• WHAT IS ASKED
List each line of the records that contains the word "chin". Case counts.

• THE RECORDS
===============
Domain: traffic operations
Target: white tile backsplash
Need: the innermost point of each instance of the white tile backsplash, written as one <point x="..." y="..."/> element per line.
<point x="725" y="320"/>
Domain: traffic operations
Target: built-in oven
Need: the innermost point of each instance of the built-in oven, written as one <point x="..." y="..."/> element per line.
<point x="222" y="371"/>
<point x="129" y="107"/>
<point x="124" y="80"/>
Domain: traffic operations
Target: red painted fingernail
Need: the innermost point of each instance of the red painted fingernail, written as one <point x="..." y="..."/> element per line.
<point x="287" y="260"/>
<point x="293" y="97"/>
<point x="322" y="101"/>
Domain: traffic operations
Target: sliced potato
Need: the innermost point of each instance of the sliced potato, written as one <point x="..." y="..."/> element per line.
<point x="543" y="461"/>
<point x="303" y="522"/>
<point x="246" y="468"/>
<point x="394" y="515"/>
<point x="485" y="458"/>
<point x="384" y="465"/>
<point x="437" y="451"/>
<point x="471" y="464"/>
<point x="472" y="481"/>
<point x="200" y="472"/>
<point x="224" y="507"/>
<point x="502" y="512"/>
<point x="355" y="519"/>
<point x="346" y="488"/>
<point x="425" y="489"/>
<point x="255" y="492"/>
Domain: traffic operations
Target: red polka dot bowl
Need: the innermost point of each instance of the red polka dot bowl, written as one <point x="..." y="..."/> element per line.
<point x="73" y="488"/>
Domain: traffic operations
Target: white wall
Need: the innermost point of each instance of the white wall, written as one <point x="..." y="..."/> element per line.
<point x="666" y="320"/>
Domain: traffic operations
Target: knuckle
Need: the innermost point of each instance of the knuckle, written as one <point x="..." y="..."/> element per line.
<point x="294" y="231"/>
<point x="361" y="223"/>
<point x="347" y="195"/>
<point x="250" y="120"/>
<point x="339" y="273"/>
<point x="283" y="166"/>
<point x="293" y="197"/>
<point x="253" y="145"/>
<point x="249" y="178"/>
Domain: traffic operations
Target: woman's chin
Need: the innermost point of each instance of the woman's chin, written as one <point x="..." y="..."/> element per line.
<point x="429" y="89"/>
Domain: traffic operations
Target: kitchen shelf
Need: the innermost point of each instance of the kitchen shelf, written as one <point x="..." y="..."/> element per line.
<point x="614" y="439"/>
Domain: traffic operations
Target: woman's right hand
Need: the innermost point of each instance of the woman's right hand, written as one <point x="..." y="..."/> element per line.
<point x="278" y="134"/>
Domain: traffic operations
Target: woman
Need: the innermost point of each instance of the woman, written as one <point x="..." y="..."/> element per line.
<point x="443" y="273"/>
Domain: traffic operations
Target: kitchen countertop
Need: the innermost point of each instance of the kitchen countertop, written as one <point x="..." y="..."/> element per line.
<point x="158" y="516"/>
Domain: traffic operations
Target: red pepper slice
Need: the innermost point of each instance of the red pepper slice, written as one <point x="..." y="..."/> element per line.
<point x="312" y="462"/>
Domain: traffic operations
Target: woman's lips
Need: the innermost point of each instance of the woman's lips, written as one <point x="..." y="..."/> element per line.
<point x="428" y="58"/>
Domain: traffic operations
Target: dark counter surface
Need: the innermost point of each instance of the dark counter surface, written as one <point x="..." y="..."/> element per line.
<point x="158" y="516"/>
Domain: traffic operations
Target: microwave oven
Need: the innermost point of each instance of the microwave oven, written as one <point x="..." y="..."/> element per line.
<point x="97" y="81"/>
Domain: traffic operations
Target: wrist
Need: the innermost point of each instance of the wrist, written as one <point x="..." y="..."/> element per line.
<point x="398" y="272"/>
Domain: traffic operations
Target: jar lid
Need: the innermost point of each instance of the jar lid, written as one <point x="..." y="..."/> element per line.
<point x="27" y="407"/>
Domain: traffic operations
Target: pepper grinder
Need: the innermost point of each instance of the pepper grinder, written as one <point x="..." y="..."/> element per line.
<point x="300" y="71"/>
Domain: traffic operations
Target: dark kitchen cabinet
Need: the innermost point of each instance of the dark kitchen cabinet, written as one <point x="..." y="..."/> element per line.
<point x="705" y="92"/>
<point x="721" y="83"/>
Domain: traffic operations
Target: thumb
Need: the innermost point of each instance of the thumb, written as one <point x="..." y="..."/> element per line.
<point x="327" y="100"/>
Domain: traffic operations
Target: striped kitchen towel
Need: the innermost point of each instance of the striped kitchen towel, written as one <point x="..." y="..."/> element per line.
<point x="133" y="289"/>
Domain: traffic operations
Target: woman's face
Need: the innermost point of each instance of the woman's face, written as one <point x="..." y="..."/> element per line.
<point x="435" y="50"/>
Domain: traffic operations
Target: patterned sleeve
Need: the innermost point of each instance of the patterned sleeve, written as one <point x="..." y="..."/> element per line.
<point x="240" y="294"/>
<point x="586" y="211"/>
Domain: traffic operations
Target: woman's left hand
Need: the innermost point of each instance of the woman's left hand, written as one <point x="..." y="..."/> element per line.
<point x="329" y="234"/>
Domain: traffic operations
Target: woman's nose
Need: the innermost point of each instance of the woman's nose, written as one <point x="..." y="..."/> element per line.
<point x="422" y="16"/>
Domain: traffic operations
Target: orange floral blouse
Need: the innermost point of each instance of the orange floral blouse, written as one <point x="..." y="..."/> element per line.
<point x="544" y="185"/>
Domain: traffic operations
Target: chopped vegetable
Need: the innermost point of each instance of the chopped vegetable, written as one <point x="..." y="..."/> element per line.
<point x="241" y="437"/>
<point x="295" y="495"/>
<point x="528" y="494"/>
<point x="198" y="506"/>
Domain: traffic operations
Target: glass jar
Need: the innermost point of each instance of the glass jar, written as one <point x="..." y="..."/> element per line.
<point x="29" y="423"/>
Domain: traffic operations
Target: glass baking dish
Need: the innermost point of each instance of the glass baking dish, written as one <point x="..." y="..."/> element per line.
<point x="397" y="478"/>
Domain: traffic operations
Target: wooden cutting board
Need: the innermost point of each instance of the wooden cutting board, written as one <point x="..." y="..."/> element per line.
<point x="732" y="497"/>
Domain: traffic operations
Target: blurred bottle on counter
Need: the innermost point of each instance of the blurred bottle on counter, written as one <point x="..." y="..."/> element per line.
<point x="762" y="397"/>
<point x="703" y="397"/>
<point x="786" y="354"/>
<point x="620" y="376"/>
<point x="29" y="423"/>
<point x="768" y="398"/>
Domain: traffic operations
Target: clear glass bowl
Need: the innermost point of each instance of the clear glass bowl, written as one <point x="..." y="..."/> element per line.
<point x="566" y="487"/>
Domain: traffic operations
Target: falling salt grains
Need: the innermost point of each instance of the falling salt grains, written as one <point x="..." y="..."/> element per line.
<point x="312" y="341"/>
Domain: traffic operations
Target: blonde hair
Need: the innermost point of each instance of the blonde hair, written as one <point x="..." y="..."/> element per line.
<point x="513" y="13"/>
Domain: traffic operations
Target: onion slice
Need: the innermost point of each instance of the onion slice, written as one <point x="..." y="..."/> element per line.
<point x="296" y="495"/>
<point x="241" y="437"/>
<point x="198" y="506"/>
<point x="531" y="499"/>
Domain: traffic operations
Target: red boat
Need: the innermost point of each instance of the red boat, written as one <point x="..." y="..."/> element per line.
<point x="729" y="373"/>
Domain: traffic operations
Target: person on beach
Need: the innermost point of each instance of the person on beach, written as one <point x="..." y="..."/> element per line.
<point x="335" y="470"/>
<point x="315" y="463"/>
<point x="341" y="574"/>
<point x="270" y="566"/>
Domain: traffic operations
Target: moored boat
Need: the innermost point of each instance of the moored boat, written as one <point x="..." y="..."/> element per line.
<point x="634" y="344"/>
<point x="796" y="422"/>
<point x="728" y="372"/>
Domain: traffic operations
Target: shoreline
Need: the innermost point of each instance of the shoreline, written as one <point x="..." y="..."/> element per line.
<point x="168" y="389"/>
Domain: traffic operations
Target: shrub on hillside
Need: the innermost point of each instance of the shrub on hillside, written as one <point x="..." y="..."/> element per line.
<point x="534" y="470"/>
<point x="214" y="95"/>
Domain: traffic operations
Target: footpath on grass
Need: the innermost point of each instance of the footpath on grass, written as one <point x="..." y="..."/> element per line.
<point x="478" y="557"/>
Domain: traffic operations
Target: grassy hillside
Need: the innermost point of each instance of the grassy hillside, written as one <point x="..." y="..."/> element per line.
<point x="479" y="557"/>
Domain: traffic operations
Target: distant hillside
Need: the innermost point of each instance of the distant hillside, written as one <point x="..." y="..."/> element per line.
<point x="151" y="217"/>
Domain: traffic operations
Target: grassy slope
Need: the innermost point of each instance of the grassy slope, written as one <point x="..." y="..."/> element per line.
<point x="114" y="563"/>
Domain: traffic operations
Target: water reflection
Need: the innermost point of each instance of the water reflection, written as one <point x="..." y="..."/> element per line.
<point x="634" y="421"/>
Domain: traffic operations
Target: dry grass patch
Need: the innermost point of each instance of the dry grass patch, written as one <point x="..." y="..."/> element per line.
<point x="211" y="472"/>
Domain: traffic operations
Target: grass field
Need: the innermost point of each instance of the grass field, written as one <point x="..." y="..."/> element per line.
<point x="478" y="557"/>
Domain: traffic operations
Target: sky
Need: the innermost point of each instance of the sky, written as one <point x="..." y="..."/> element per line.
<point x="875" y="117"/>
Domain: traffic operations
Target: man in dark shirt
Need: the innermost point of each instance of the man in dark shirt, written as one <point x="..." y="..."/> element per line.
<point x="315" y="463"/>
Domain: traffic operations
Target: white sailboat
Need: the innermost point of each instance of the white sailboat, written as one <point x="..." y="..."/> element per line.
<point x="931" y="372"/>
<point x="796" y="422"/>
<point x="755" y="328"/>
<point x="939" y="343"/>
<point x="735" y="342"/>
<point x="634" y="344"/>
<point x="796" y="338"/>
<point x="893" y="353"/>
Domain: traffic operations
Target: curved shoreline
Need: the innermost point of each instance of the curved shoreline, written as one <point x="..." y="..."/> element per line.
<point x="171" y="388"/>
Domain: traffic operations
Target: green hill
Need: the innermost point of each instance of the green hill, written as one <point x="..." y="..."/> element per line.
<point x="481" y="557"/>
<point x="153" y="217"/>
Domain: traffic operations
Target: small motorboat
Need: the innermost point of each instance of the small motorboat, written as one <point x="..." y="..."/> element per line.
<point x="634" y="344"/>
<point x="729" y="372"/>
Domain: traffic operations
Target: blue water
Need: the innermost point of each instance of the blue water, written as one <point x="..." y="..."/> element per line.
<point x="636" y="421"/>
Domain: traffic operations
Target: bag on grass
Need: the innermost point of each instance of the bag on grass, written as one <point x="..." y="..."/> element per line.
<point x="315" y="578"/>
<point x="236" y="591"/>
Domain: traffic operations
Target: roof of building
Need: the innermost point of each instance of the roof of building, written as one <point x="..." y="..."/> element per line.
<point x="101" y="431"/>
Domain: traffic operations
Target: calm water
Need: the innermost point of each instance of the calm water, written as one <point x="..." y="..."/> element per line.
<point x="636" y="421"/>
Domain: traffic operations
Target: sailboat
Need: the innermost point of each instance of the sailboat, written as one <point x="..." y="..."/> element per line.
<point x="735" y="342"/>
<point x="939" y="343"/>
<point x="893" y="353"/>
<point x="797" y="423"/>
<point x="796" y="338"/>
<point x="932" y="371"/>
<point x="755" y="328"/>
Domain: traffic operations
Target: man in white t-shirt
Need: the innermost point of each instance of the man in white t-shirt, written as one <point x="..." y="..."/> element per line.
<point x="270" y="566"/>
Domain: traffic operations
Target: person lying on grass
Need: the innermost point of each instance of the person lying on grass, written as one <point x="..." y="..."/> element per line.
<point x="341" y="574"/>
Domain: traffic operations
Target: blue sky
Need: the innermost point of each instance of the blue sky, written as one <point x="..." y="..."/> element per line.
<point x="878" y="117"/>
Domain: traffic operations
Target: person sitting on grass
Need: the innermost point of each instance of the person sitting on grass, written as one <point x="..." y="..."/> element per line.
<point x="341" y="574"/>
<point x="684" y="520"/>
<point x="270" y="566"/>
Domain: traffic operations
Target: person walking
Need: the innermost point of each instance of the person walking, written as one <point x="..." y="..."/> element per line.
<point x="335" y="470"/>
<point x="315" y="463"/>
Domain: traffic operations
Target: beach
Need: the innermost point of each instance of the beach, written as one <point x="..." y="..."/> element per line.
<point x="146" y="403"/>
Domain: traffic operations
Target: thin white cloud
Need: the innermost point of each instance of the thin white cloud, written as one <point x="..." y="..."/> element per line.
===============
• ANSWER TO THE TASK
Target: woman's chin
Need: the innermost point of each instance of the woman's chin, written as one <point x="..." y="..."/> element per line.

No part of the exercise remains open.